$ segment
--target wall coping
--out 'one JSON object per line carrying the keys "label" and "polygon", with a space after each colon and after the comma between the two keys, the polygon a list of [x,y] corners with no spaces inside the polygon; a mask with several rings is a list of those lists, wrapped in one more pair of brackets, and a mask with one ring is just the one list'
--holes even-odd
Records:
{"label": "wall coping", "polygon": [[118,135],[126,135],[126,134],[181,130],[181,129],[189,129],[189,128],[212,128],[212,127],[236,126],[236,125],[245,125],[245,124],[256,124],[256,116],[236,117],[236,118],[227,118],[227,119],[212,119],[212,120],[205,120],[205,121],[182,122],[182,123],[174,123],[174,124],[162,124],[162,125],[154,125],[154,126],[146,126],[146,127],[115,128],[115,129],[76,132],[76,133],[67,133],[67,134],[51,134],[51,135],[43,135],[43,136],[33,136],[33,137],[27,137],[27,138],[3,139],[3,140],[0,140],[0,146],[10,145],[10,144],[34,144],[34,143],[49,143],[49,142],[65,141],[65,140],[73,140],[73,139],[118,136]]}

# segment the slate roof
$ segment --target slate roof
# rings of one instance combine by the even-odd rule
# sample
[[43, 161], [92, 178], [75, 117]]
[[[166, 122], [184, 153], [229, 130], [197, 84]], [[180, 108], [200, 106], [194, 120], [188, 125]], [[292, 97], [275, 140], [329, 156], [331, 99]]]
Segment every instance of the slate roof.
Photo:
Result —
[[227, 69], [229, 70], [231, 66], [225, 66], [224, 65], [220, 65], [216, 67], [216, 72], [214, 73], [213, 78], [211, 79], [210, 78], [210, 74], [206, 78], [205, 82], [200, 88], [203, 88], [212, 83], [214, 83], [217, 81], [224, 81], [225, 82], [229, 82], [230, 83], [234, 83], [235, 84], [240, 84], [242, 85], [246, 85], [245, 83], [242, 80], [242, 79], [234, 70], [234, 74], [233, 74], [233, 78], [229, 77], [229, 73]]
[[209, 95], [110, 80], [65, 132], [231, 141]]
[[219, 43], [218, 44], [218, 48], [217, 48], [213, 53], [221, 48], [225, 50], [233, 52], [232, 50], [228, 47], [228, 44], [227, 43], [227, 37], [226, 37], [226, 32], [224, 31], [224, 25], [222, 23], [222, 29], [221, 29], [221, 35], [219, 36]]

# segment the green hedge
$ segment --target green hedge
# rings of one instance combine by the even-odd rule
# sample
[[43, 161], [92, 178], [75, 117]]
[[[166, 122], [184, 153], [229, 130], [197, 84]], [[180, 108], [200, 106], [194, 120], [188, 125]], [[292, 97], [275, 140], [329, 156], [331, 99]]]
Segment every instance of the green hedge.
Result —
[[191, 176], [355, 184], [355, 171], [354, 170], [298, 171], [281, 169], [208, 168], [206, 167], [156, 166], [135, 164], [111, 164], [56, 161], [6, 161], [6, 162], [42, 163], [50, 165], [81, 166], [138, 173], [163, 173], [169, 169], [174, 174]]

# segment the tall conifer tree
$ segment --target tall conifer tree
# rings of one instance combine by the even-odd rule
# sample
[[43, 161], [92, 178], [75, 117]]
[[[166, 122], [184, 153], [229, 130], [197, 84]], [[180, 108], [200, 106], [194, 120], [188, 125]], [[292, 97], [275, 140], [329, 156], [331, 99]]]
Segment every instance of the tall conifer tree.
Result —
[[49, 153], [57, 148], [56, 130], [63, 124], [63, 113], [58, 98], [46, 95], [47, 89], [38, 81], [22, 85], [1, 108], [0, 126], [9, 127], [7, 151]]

==

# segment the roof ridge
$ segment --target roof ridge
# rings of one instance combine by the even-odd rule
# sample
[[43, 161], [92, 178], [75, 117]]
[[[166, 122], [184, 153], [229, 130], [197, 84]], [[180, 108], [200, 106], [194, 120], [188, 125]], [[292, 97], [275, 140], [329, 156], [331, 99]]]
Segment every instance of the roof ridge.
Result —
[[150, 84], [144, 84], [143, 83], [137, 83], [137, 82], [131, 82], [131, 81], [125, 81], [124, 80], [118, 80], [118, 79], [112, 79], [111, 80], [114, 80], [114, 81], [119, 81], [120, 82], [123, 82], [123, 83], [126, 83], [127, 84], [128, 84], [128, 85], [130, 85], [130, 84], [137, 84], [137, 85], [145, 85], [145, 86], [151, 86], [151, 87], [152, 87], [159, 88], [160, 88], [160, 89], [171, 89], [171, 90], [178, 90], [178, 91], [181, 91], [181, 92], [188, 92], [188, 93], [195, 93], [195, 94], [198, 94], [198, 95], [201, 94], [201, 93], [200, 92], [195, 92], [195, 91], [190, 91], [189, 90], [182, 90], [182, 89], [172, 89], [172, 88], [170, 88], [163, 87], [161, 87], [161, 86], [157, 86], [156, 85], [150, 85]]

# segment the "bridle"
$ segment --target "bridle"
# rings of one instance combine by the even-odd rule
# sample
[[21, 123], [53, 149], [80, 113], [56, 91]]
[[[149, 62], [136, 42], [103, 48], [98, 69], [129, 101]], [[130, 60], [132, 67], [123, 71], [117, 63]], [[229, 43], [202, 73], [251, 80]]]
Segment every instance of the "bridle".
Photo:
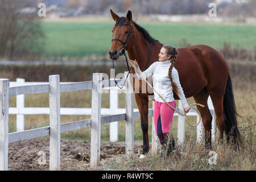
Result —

:: SET PROBLEM ::
Reproduce the items starting at the line that contains "# segment the green hedge" and ending at the line that contains "127], [7, 151]]", requests included, and shift every polygon coordinate in their answers up by 28. Leave the format samples unchanged.

:: OUTPUT OF THE EXERCISE ::
# segment the green hedge
$ segment --target green hedge
# rings of one instance combine by the even-odd rule
# sample
[[43, 161], [92, 178], [75, 117]]
[[[166, 122], [184, 153], [229, 130], [197, 84]], [[180, 108], [200, 106], [194, 120], [188, 125]], [[292, 97], [275, 140], [329, 156], [331, 99]]]
Segment every instance of the green hedge.
Result —
[[219, 204], [383, 212], [383, 199], [382, 198], [326, 199], [309, 197], [236, 196], [234, 195], [184, 194], [163, 192], [139, 192], [84, 189], [34, 189], [34, 190], [70, 191], [78, 193], [109, 194], [166, 201], [191, 201], [197, 197], [202, 202]]

# segment the tall conifer tree
$ segment --target tall conifer tree
# rings of one instance combine by the even-odd rule
# sample
[[43, 161], [92, 178], [75, 117]]
[[[166, 122], [184, 153], [229, 130], [197, 84]], [[180, 108], [200, 106], [194, 120], [188, 125]], [[292, 97], [275, 140], [329, 156], [331, 99]]]
Segment every instance of the tall conifer tree.
Result —
[[77, 181], [85, 176], [84, 158], [91, 152], [91, 141], [86, 126], [74, 123], [75, 117], [66, 109], [50, 113], [29, 136], [28, 154], [37, 155], [35, 179]]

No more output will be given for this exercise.